EXERCISE REQUIREMENTS: Your task is to repeat, word for word, the line containing "the rear windshield" and all lines that follow it to the end of the material, and no other lines.

DATA LINES:
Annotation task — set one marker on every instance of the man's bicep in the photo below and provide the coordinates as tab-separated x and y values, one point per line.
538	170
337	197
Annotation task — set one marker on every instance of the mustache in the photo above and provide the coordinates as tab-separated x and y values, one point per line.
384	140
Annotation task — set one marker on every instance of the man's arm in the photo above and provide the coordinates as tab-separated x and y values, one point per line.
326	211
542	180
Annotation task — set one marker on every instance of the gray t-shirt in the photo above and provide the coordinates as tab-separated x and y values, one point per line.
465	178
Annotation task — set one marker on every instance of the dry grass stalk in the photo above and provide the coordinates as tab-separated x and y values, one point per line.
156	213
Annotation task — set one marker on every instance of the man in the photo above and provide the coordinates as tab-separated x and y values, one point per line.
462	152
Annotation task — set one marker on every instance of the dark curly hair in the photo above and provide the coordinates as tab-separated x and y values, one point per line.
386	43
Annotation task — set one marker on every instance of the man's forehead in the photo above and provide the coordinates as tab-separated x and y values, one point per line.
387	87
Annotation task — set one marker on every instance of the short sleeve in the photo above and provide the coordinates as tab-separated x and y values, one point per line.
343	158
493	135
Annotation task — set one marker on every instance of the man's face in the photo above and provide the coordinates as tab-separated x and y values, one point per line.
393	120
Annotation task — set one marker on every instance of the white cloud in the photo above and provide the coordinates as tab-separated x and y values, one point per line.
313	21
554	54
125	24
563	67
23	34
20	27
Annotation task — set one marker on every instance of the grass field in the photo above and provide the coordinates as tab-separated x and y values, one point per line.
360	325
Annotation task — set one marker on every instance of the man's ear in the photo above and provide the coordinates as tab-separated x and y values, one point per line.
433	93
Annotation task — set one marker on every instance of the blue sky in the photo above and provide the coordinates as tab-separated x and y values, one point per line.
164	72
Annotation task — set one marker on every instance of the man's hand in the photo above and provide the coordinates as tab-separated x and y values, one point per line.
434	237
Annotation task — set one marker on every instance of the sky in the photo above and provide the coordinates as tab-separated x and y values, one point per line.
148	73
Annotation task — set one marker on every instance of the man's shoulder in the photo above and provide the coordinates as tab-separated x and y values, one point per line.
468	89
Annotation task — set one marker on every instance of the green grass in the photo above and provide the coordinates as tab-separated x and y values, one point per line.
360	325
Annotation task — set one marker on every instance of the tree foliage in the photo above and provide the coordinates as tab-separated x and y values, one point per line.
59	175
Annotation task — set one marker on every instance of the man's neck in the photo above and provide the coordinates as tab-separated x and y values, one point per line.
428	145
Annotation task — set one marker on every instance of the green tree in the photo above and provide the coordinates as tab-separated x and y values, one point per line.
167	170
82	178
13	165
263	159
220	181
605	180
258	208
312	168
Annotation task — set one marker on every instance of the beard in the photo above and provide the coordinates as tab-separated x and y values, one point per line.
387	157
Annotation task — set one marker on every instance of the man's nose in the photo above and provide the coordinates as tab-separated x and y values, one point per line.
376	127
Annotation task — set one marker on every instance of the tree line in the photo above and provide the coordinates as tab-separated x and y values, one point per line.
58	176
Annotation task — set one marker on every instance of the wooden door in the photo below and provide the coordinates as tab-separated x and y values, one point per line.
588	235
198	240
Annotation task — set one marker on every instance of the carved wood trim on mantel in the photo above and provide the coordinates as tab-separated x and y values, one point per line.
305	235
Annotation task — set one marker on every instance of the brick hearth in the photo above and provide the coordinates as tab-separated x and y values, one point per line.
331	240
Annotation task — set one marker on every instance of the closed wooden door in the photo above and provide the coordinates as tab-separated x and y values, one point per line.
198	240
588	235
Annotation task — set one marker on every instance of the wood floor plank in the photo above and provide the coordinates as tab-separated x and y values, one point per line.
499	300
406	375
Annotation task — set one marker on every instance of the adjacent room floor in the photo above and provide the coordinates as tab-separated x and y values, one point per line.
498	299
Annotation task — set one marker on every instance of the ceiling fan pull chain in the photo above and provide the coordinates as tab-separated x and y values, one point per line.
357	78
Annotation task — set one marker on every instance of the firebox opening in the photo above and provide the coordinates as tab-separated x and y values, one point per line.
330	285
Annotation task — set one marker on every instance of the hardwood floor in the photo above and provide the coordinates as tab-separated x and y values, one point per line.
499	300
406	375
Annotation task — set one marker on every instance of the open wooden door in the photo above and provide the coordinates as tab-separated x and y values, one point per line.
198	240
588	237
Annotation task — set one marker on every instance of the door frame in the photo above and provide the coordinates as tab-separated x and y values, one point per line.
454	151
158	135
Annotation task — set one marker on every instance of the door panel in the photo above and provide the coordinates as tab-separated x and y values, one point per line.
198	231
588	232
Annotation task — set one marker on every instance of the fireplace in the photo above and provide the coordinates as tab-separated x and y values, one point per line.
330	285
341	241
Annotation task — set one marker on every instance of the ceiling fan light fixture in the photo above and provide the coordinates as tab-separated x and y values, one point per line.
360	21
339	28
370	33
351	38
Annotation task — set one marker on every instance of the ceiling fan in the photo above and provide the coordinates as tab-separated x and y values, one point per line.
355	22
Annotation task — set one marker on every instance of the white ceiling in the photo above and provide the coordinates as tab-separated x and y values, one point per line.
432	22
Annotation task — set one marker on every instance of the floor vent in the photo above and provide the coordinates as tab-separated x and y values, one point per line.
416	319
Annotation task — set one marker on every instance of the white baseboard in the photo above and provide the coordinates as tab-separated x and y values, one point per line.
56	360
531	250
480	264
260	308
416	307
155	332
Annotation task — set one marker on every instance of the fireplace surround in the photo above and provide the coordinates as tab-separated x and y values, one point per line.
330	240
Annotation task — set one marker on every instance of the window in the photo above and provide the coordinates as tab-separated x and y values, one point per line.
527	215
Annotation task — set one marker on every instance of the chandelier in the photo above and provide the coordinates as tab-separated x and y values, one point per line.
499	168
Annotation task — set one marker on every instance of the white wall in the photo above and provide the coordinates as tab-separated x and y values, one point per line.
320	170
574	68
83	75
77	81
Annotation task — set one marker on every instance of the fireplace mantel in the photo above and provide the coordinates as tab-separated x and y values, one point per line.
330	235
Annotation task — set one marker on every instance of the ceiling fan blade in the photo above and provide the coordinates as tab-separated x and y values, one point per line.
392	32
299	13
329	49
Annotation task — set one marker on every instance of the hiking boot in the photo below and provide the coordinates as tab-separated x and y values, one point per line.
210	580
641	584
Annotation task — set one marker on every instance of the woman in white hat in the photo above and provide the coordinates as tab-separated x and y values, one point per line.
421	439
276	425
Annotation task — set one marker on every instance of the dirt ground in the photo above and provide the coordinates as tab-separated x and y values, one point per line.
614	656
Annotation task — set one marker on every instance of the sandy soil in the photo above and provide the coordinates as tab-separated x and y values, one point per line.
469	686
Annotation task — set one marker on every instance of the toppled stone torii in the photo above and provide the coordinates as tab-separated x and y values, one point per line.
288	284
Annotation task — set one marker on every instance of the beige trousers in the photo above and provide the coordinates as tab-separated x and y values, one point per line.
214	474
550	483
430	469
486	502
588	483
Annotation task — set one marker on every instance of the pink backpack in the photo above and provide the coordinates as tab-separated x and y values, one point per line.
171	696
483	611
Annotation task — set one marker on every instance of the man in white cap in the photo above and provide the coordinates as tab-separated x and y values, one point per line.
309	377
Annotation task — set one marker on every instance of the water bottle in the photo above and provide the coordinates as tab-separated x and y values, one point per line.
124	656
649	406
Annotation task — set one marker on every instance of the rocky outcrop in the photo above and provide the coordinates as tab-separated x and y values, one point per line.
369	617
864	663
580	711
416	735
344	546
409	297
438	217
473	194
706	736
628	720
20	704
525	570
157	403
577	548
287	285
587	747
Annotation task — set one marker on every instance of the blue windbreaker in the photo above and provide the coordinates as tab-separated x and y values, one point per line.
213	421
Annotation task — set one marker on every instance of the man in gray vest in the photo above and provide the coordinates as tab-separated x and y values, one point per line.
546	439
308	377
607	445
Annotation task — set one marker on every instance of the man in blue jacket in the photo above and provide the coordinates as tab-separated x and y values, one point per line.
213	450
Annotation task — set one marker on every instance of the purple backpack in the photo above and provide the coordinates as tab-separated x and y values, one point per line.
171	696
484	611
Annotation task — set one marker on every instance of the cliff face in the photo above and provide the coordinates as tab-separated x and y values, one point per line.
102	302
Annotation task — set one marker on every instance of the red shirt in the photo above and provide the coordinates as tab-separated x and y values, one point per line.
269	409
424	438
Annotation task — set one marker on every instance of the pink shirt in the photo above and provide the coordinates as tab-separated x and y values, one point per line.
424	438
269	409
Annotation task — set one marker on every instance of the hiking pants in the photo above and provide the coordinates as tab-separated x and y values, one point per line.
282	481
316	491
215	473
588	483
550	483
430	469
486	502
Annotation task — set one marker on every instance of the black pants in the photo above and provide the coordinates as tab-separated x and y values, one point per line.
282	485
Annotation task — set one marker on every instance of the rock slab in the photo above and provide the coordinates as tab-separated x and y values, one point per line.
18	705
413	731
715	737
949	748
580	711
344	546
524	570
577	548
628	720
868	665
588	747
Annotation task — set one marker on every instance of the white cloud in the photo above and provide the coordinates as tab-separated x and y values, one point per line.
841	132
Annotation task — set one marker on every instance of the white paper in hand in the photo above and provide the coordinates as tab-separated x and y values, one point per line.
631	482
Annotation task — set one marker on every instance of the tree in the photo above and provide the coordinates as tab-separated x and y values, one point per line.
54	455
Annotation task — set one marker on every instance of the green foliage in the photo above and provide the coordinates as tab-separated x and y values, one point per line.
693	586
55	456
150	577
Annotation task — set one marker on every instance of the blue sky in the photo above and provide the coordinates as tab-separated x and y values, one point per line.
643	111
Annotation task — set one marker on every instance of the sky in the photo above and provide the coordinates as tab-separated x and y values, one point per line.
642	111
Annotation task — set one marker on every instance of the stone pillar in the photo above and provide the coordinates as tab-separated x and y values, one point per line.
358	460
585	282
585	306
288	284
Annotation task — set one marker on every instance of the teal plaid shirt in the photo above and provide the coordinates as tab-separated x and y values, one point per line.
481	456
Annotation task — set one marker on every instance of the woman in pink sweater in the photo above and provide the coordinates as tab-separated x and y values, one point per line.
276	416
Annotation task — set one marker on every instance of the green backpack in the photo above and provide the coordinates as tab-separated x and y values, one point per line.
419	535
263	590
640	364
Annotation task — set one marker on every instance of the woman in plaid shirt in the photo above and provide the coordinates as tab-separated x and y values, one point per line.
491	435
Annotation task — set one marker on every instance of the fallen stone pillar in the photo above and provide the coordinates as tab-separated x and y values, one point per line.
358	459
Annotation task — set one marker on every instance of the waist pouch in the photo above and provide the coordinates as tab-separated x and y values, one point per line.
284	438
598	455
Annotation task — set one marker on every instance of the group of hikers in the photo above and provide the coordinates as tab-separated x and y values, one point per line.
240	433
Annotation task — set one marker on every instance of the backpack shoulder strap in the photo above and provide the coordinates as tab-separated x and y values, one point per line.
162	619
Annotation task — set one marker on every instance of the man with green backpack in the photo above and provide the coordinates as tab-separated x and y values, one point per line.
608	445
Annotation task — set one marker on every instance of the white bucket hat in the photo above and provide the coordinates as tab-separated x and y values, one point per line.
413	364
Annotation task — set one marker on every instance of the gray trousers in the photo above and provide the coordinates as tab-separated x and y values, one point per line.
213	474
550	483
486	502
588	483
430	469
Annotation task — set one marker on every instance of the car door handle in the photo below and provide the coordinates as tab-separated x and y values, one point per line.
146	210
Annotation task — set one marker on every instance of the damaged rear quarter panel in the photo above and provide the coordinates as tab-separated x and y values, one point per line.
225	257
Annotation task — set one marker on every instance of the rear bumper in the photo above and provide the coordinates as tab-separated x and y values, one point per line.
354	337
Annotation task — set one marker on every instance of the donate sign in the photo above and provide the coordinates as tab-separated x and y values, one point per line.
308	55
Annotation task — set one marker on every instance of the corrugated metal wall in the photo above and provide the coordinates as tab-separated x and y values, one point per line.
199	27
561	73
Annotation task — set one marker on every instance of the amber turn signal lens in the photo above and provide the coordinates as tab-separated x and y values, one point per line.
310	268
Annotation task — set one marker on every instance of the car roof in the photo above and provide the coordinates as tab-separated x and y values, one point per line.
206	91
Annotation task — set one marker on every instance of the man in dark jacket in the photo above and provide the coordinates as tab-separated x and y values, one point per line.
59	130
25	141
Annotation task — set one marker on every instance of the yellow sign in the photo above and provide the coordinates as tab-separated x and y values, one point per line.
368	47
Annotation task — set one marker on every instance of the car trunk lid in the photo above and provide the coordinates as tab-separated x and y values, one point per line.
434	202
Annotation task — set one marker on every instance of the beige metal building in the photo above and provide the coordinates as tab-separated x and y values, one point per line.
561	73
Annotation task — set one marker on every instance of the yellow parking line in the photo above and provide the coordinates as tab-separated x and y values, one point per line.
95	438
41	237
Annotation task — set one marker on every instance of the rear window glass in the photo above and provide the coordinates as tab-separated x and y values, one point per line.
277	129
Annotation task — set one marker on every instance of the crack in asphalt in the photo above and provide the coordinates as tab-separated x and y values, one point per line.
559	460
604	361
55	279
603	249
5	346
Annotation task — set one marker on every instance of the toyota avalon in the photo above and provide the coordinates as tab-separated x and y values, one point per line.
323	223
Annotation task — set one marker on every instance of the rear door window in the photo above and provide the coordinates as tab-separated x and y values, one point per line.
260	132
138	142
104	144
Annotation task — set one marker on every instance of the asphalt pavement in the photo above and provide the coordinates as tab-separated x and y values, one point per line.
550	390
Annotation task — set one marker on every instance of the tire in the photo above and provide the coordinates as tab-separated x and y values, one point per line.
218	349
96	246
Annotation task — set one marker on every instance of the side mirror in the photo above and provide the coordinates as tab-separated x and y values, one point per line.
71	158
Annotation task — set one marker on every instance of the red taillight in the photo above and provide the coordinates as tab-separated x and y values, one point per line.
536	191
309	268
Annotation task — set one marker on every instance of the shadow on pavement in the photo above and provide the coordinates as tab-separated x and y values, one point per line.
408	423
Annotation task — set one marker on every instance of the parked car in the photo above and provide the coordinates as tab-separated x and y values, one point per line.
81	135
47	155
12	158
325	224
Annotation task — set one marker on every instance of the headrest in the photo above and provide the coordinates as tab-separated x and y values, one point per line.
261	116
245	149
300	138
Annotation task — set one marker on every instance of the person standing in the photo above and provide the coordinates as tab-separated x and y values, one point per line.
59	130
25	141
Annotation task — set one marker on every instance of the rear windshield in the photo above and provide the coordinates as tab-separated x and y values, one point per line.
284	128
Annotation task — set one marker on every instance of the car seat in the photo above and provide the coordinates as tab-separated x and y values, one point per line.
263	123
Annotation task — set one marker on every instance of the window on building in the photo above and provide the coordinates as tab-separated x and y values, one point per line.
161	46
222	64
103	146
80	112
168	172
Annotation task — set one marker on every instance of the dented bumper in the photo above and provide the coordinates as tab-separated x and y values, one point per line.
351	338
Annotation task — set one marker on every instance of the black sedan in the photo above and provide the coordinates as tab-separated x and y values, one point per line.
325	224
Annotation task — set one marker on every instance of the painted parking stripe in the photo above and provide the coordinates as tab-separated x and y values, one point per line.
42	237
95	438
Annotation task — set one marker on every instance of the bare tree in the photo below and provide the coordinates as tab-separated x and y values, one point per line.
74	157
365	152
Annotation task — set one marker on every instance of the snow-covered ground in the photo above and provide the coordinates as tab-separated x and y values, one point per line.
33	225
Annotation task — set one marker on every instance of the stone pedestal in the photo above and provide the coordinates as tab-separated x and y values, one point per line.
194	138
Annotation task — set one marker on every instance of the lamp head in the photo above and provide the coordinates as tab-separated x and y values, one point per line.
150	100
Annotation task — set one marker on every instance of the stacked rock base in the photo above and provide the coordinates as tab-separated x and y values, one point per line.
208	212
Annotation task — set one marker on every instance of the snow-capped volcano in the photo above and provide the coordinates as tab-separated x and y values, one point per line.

OUTPUT OF THE EXERCISE:
Annotation task — set one marker on every instance of the rear windshield in the photo above and provide the coordinates as tab-separated x and y values, one point per line.
284	128
Annotation task — set one marker on every instance of the car seat in the photo above and provide the coordinates as tab-separated x and y values, one point per line.
263	123
Annotation task — set one marker on every instance of the window on building in the photo above and provide the coordinates as tab-separated x and y values, one point per line.
161	46
222	64
103	146
80	112
168	172
Annotation task — set one marker on every instance of the dented bumper in the photo above and provide the coordinates as tab-separated x and y values, one point per line.
351	338
Annotation task — set one marker on every instance of the black sedan in the photo above and provide the coordinates as tab-separated x and y values, one point per line.
325	224
Annotation task — set one marker on every instance of the painted parking stripe in the photo above and provide the coordinates as tab-separated x and y values, one point per line.
42	237
95	438
Annotation task — set one marker on every instance of the bare tree in the photo below and provide the coordinates as tab-separated x and y values, one point per line.
74	157
365	152
Annotation task — set one marker on every instance of the snow-covered ground in the photo above and provide the coordinates as tab-separated x and y values, one point per line.
33	225
Annotation task — set one marker on every instance of the stone pedestal in the photo above and provide the coordinates as tab-separated x and y values, one point per line.
194	138
Annotation task — set one marker on every instance of the lamp head in the photo above and provide the coordinates as tab-separated x and y values, one point per line.
150	100
Annotation task — set one marker on every instance of the stacked rock base in the photo above and provide the coordinates as tab-separated x and y values, one point per line.
208	212
Annotation task — set one marker on every instance of the snow-capped volcano in the photo above and provide the coordinates as tab-separated x and y values, one point per line.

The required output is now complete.